INSTRUÇÃO A
Responda, com base no texto sobre Rodolfo, às perguntas seguintes:
(i) Em que ano Rodolfo transferiu a sua residência para Praga?
(ii) A quem encomendou Rodolfo a coroa imperial que ficou conhecida como coroa de Rodolfo?
(iii) Para onde regressou a imperatriz Maria após a morte do marido?

= = =

A educação de Rodolfo em Espanha seguiu o mais estrito catolicismo, de acordo  com as convicções de Filipe II. Lá longe, em Viena, o imperador Maximiliano II, seu pai, oscilava entre uma aparência católica e um  discreto apoio aos luteranos, o que suscitava as maiores inquietações do Papa e da Corte de Madrid. Mas Maximiliano entendia preservar o difícil equilíbrio conseguido por Carlos Quinto (Paz de Augsburg, 1555), estabelecendo que os súbditos do Santo Império podiam praticar a religião dos seus soberanos (que na Alemanha eram ou católicos ou protestantes), segundo o princípio cujus regio, ejus religio, o que permitia, durante um tempo de transição, que os habitantes se mudassem para uma região governada por um príncipe da sua religião. Mas a Áustria era católica e não se concebia que o Sacro Imperador não fosse um católico convicto. A imperatriz Maria, irmã de Filipe II, horrorizava-se com o comportamento do marido, e após a morte deste regressou a Espanha, onde ingressou num convento. Mas as simpatias de Maximiliano II tendiam mais para o protestantismo, de tal forma que à hora da morte recusou confessar-se e receber os sacramentos, o que constituiu um escândalo que a Corte tentou dissimular, até para lhe poder ser feito um funeral católico.

Proclamado imperador após a morte de seu pai (1576), Rodolfo, que fora já coroado rei da Hungria (1572) e rei da Boémia (1575) começou a odiar Viena, e transferiu a sua residência para Praga (1583), conferindo à cidade uma importância de que ainda hoje desfruta. 

Em Praga, no ambiente de Hradčany, Rodolfo pôde desenvolver o seu gosto pela arte e pelo ocultismo. Adquiriu obras valiosíssimas, hoje dispersas pelos museus da Europa. Na sua colecção figuravam três mil quadros de pintores célebres e extraordinárias peças de ourivesaria. Encomendou a Jan Vermeyen a famosa coroa imperial que ficou conhecida como coroa de Rodolfo, e que foi usada pelos seus sucessores em alternativa à coroa do Santo Império, mandada confeccionar por Otão I. Acolheu em Praga notáveis artistas, como Giuseppe Arcimboldo, Bartholomeus Spranger ou Adrian de Vries. As ciências ocultas foram também uma das suas predilecções. Reuniu na capital alquimistas, astrólogos, mágicos, feiticeiros, necromantes, como John Dee ou Edward Kelley, e empenhou-se na realização da "obra ao negro". Também se interessou pela física e pela matemática, tendo atraído à Boémia Tycho Brahe e Johannes Kepler. O interesse de Rodolfo pelas ciências herméticas levou a que o chamassem Hermes Trismegisto.

= = =

INSTRUÇÃO B
Organize em lista numerada as linhas de dados abaixo, a partir da que contém "segment the dirt trail" até ao fim dessas linhas, sem as linhas em branco. Deixe as imagens fora da resposta.

Entradas de dados
= = =

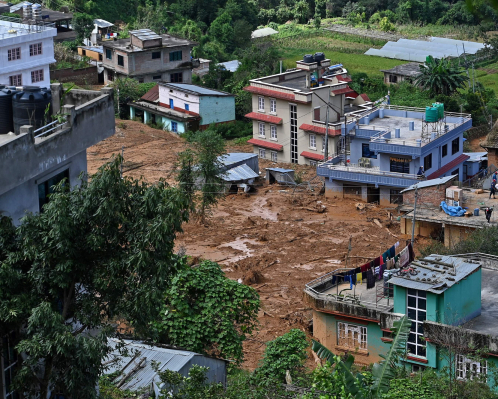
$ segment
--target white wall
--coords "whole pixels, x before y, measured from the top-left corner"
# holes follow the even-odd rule
[[[10,23],[5,26],[5,21],[0,21],[0,32],[8,30],[17,30],[17,34],[0,34],[0,84],[10,84],[9,76],[22,74],[22,84],[25,86],[36,85],[40,87],[50,87],[49,65],[55,62],[54,58],[54,36],[57,30],[46,29],[41,32],[32,32],[22,34],[20,24]],[[42,53],[30,56],[30,44],[42,43]],[[8,50],[21,48],[21,58],[18,60],[8,60]],[[32,83],[31,71],[43,69],[44,80],[42,82]]]

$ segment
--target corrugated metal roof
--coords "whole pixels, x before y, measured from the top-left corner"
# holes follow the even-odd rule
[[[231,152],[229,154],[219,156],[218,161],[220,161],[225,166],[230,166],[234,163],[257,157],[258,154],[252,154],[250,152]]]
[[[453,176],[446,176],[446,177],[438,177],[437,179],[432,179],[432,180],[424,180],[416,184],[412,184],[410,187],[405,188],[401,193],[404,193],[406,191],[411,191],[415,190],[416,187],[418,188],[424,188],[424,187],[432,187],[432,186],[438,186],[440,184],[444,184],[449,182],[451,179],[454,179],[456,175]]]
[[[242,181],[242,180],[255,179],[258,176],[259,175],[254,170],[252,170],[246,164],[243,164],[236,166],[235,168],[228,169],[220,177],[224,181]]]
[[[434,262],[435,261],[435,262]],[[393,277],[390,284],[440,294],[481,267],[479,262],[454,256],[430,255],[410,265],[419,273],[410,277]],[[423,281],[425,279],[426,281]]]

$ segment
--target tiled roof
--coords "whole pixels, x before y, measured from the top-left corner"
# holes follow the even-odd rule
[[[244,87],[244,90],[253,94],[261,94],[263,96],[279,98],[281,100],[294,101],[299,104],[308,104],[307,102],[304,101],[297,101],[296,96],[292,93],[282,93],[281,91],[263,89],[262,87],[255,87],[255,86],[246,86]]]
[[[451,169],[460,165],[462,162],[465,162],[469,158],[470,157],[468,155],[462,154],[462,155],[456,157],[453,161],[448,162],[441,169],[438,169],[434,173],[431,173],[429,176],[427,176],[427,179],[429,179],[429,180],[435,179],[436,177],[444,175],[446,172],[449,172]]]
[[[323,161],[324,156],[321,154],[315,154],[314,152],[303,151],[301,153],[302,157],[314,159],[315,161]]]
[[[152,89],[150,89],[142,96],[141,100],[149,101],[151,103],[159,100],[159,86],[155,85]]]
[[[247,142],[249,144],[253,144],[258,147],[268,148],[270,150],[276,150],[276,151],[282,151],[282,149],[284,148],[284,146],[281,144],[271,143],[265,140],[251,139],[247,140]]]
[[[272,115],[261,114],[259,112],[250,112],[246,115],[246,118],[255,119],[261,122],[274,123],[280,125],[282,123],[282,118]]]
[[[321,134],[323,136],[325,136],[326,132],[325,127],[308,125],[307,123],[303,123],[301,126],[299,126],[299,129],[304,130],[305,132],[313,132]],[[329,128],[329,136],[340,136],[340,135],[341,135],[341,129],[336,130]]]

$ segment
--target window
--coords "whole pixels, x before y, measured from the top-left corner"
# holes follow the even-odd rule
[[[351,349],[367,349],[367,328],[337,322],[337,345]]]
[[[368,143],[363,143],[361,145],[361,157],[377,159],[377,155],[375,155],[375,152],[370,150],[370,145]]]
[[[277,139],[277,127],[275,125],[270,125],[270,138],[272,140]]]
[[[169,53],[170,61],[181,61],[182,60],[182,52],[181,51],[172,51]]]
[[[412,321],[408,337],[408,352],[415,356],[425,357],[424,321],[426,319],[426,292],[408,289],[407,315]]]
[[[61,172],[47,181],[38,184],[38,203],[40,205],[40,212],[43,210],[43,205],[50,201],[50,194],[54,192],[54,186],[59,184],[62,180],[67,179],[65,184],[69,184],[69,169]]]
[[[21,59],[21,47],[12,48],[7,50],[7,59],[9,61],[20,60]]]
[[[12,388],[12,379],[17,365],[17,353],[14,350],[15,335],[9,334],[2,339],[2,357],[3,357],[3,379],[5,388],[5,399],[18,398],[17,392]],[[1,380],[0,380],[1,382]],[[0,394],[2,392],[0,391]]]
[[[289,104],[291,128],[291,163],[297,163],[297,105]]]
[[[458,151],[460,151],[460,137],[451,142],[451,155],[455,155]]]
[[[259,124],[259,137],[265,137],[265,124]]]
[[[177,72],[169,75],[171,83],[182,83],[183,82],[183,73]]]
[[[476,377],[484,379],[487,382],[488,362],[477,362],[466,358],[464,355],[457,355],[456,358],[457,378],[460,380],[473,380]]]
[[[429,154],[424,158],[424,170],[427,172],[431,168],[432,168],[432,154]]]
[[[31,83],[43,82],[43,69],[31,71]]]
[[[391,158],[389,170],[394,173],[410,173],[410,160],[405,158]]]
[[[401,194],[401,190],[391,189],[391,196],[389,198],[389,202],[391,204],[402,204],[403,203],[403,194]]]
[[[444,158],[446,155],[448,155],[448,144],[441,147],[441,158]]]
[[[258,111],[264,111],[264,110],[265,110],[265,98],[258,97]]]
[[[277,113],[277,100],[270,99],[270,112],[273,114]]]
[[[29,55],[30,57],[34,55],[40,55],[41,54],[41,43],[36,43],[36,44],[30,44],[29,45]],[[83,55],[86,55],[86,51],[83,50]]]
[[[22,86],[22,75],[9,76],[9,83],[11,86]]]
[[[316,136],[314,134],[310,134],[310,148],[316,150]]]

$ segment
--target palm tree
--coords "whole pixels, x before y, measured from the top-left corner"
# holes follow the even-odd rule
[[[450,95],[457,89],[464,87],[465,76],[463,70],[458,68],[448,58],[433,58],[428,56],[424,65],[420,65],[419,75],[415,84],[433,94]]]

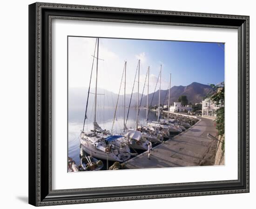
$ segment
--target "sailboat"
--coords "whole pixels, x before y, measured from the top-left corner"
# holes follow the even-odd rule
[[[136,125],[137,128],[138,128],[138,124],[139,123],[139,78],[140,78],[140,60],[139,60],[138,61],[138,96],[137,96],[137,118],[136,118]],[[147,139],[144,137],[142,137],[142,135],[141,133],[138,131],[137,129],[136,130],[128,129],[126,126],[126,118],[125,118],[125,109],[126,109],[126,101],[125,101],[125,97],[126,97],[126,65],[127,62],[125,62],[124,67],[123,74],[124,74],[124,118],[123,118],[123,130],[122,135],[125,137],[125,138],[123,138],[122,140],[123,141],[124,141],[126,143],[129,145],[130,148],[133,149],[138,149],[138,150],[147,150],[148,149],[148,146],[149,143],[149,141],[147,140]],[[123,76],[122,76],[122,78],[121,79],[121,84],[120,85],[120,88],[121,85],[122,81]],[[120,91],[118,94],[118,97],[117,98],[117,101],[116,103],[116,105],[115,107],[115,110],[114,114],[114,118],[113,119],[113,123],[112,124],[112,130],[115,123],[115,114],[116,112],[116,110],[117,108],[118,103],[118,98],[120,94]]]
[[[182,132],[182,130],[179,127],[175,126],[175,125],[167,123],[165,122],[163,122],[160,119],[160,95],[161,90],[161,76],[162,76],[162,65],[160,65],[160,82],[159,85],[159,98],[158,98],[158,108],[157,108],[157,121],[152,121],[151,123],[148,124],[149,125],[153,127],[155,129],[159,129],[161,131],[162,131],[163,135],[165,138],[169,138],[170,135],[173,133],[179,133]],[[168,106],[169,106],[170,102],[170,90],[171,85],[171,74],[170,74],[170,82],[169,85],[169,98],[168,98]],[[169,109],[168,109],[168,118],[169,117]]]
[[[148,76],[148,94],[147,95],[147,107],[146,112],[146,126],[140,127],[137,127],[137,130],[139,130],[142,133],[142,137],[146,138],[148,141],[154,143],[161,143],[163,137],[162,136],[162,131],[161,131],[157,129],[154,129],[152,126],[148,126],[148,94],[149,87],[149,66],[148,68],[148,71],[146,76],[146,79]],[[146,84],[145,80],[145,84]],[[144,85],[145,87],[145,85]],[[144,89],[143,89],[144,90]],[[142,99],[142,97],[141,97]]]
[[[98,77],[98,66],[99,59],[99,39],[97,38],[95,42],[94,59],[91,72],[91,77],[89,85],[89,89],[87,97],[86,109],[84,120],[83,130],[81,131],[79,140],[82,149],[86,152],[91,156],[100,159],[123,162],[128,160],[131,157],[130,149],[128,145],[124,142],[124,137],[121,135],[112,135],[109,131],[102,130],[96,121],[96,107],[97,107],[97,85]],[[84,131],[85,120],[87,118],[87,113],[88,108],[88,101],[92,74],[93,72],[95,52],[97,46],[96,68],[96,83],[94,92],[94,130],[88,132]]]

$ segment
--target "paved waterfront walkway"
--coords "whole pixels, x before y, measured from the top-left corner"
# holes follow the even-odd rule
[[[210,165],[214,163],[216,141],[207,137],[216,136],[217,131],[212,120],[201,119],[190,129],[156,146],[148,159],[148,152],[124,163],[128,169]]]

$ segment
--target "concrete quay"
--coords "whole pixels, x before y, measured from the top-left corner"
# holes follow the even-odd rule
[[[214,121],[198,117],[193,126],[152,149],[150,159],[148,152],[123,163],[127,169],[196,166],[214,164],[216,141],[207,137],[216,136]]]

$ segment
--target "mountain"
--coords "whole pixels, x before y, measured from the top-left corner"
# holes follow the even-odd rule
[[[94,105],[95,88],[92,88],[90,90],[91,92],[89,95],[88,106],[93,106]],[[87,101],[87,94],[88,89],[82,88],[73,88],[68,90],[68,107],[69,109],[85,109],[86,102]],[[97,106],[103,107],[115,107],[118,98],[118,94],[105,89],[98,88],[97,93]],[[137,95],[138,93],[134,92],[131,101],[131,106],[134,107],[137,104]],[[139,94],[139,102],[142,94]],[[144,97],[143,95],[143,97]],[[131,98],[130,94],[127,94],[125,97],[126,104],[129,105]],[[118,100],[118,106],[123,106],[124,95],[120,95]]]
[[[90,90],[92,92],[90,94],[89,98],[88,105],[93,106],[94,104],[94,88]],[[173,86],[170,91],[170,104],[173,104],[174,102],[178,101],[178,98],[180,96],[186,95],[189,100],[189,103],[197,103],[201,102],[202,98],[207,95],[211,90],[212,87],[209,85],[194,82],[187,86],[180,85],[179,86]],[[87,99],[87,93],[88,90],[85,88],[70,88],[68,90],[68,107],[70,109],[85,109],[86,106]],[[152,98],[152,105],[158,104],[159,90],[154,93],[148,94],[148,105],[150,104]],[[115,107],[117,101],[118,95],[117,94],[109,91],[108,90],[100,88],[97,89],[97,94],[104,94],[97,96],[97,104],[99,106],[105,107]],[[137,104],[137,92],[133,94],[133,97],[131,101],[131,106],[135,107]],[[164,104],[168,104],[168,90],[162,90],[160,94],[160,104],[163,104],[164,100]],[[141,94],[139,94],[139,103],[141,101]],[[119,98],[118,106],[123,106],[123,95],[120,95]],[[127,106],[129,105],[131,97],[131,94],[126,95],[126,104]],[[147,96],[143,95],[141,102],[141,106],[143,106],[147,104]]]
[[[193,82],[187,86],[180,85],[174,86],[171,88],[170,91],[170,104],[173,104],[174,102],[177,102],[180,96],[187,96],[189,103],[198,103],[202,102],[202,98],[205,97],[212,89],[209,85]],[[168,104],[168,90],[161,90],[160,92],[160,104]],[[155,93],[152,101],[152,105],[158,104],[159,90]],[[148,103],[150,104],[154,93],[148,95]],[[142,104],[145,105],[147,104],[147,97],[144,96],[142,98]]]

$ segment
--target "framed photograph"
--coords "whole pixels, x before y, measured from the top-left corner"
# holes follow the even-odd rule
[[[29,203],[249,192],[249,17],[29,6]]]

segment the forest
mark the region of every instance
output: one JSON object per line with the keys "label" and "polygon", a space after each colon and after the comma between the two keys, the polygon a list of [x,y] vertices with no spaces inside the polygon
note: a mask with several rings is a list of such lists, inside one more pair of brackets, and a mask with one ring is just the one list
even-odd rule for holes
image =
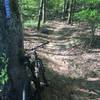
{"label": "forest", "polygon": [[100,100],[100,0],[0,0],[0,100]]}

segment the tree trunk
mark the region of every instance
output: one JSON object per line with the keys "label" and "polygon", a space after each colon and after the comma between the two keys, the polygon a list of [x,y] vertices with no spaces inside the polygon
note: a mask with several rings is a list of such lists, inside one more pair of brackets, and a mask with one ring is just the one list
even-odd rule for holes
{"label": "tree trunk", "polygon": [[46,15],[46,8],[47,8],[47,0],[43,0],[44,2],[43,2],[43,23],[45,23],[46,22],[46,17],[47,17],[47,15]]}
{"label": "tree trunk", "polygon": [[68,24],[72,24],[72,17],[73,17],[73,2],[74,0],[70,0],[69,9],[68,9]]}
{"label": "tree trunk", "polygon": [[38,19],[38,26],[37,26],[37,30],[40,29],[40,24],[41,24],[41,20],[42,20],[42,9],[43,9],[43,0],[41,0],[40,2],[40,9],[39,9],[39,19]]}
{"label": "tree trunk", "polygon": [[66,6],[67,6],[67,1],[66,1],[66,0],[64,0],[64,7],[63,7],[63,19],[65,19],[65,17],[66,17],[66,10],[67,10]]}
{"label": "tree trunk", "polygon": [[0,54],[5,53],[9,59],[8,73],[12,79],[13,86],[16,91],[15,100],[22,100],[21,93],[26,72],[24,66],[20,62],[23,53],[23,34],[20,14],[18,11],[18,1],[11,0],[11,17],[6,18],[4,2],[0,7]]}

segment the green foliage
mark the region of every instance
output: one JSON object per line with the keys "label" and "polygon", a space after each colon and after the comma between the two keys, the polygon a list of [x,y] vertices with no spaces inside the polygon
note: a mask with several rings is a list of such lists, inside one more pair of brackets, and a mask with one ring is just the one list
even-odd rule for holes
{"label": "green foliage", "polygon": [[79,21],[85,21],[90,25],[97,25],[100,22],[100,10],[98,5],[100,0],[79,0],[81,8],[75,13],[74,18]]}
{"label": "green foliage", "polygon": [[81,20],[89,23],[97,23],[100,19],[100,14],[97,10],[85,9],[76,13],[75,16]]}
{"label": "green foliage", "polygon": [[5,54],[0,57],[0,84],[5,84],[8,80],[7,74],[8,58]]}

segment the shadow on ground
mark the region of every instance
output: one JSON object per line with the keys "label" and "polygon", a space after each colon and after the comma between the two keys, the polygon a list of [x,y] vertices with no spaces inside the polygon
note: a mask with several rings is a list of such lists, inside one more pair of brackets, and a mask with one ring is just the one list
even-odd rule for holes
{"label": "shadow on ground", "polygon": [[43,92],[43,100],[99,100],[100,80],[72,79],[46,70],[49,87]]}

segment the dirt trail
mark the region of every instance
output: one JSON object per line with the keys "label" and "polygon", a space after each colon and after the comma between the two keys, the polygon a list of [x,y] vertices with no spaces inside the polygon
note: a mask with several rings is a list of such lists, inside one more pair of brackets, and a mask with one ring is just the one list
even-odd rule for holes
{"label": "dirt trail", "polygon": [[[92,49],[92,52],[87,53],[76,47],[79,41],[73,38],[89,34],[90,30],[86,28],[53,21],[48,24],[48,29],[52,30],[49,34],[25,31],[24,45],[27,49],[50,41],[39,49],[38,53],[48,68],[56,73],[50,72],[50,76],[48,75],[51,77],[52,74],[50,84],[54,86],[57,82],[60,89],[48,88],[50,93],[46,95],[45,100],[50,100],[51,97],[53,100],[100,100],[100,49]],[[71,79],[66,79],[65,76]]]}

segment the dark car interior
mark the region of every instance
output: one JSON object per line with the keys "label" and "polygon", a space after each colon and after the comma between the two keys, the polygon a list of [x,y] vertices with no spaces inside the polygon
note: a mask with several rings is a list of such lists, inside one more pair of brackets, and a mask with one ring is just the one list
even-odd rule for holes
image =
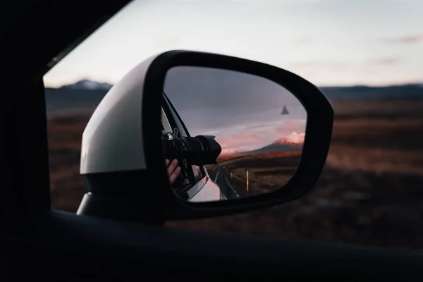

= = =

RESPOSTA CORRETA A
(i) Em 1583.
(ii) A Jan Vermeyen.
(iii) Regressou a Espanha, onde ingressou num convento.

RESPOSTA CORRETA B
1. segment the dirt trail
2. mark the region of every instance
3. output: one JSON object per line with the keys "label" and "polygon", a space after each colon and after the comma between the two keys, the polygon a list of [x,y] vertices with no spaces inside the polygon
4. note: a mask with several rings is a list of such lists, inside one more pair of brackets, and a mask with one ring is just the one list
5. even-odd rule for holes
6. {"label": "dirt trail", "polygon": [[[92,49],[92,52],[87,53],[76,47],[79,41],[73,38],[89,34],[90,30],[86,28],[53,21],[48,24],[48,29],[52,30],[49,34],[25,31],[24,45],[27,49],[50,41],[39,49],[38,53],[48,68],[56,73],[50,72],[50,76],[48,75],[51,77],[52,74],[50,84],[54,86],[57,82],[60,89],[48,88],[50,93],[46,95],[45,100],[50,100],[51,97],[53,100],[100,100],[100,49]],[[71,79],[66,79],[65,76]]]}
7. segment the dark car interior
8. mark the region of every instance
9. output: one JSON object per line with the keys "label" and "polygon", a space after each colon and after the comma between the two keys, the polygon a list of [x,y] vertices with no spaces inside the polygon
10. note: a mask with several rings is a list of such lists, inside one more pair of brackets, and a mask with one ring is just the one list
11. even-odd rule for holes
12. image =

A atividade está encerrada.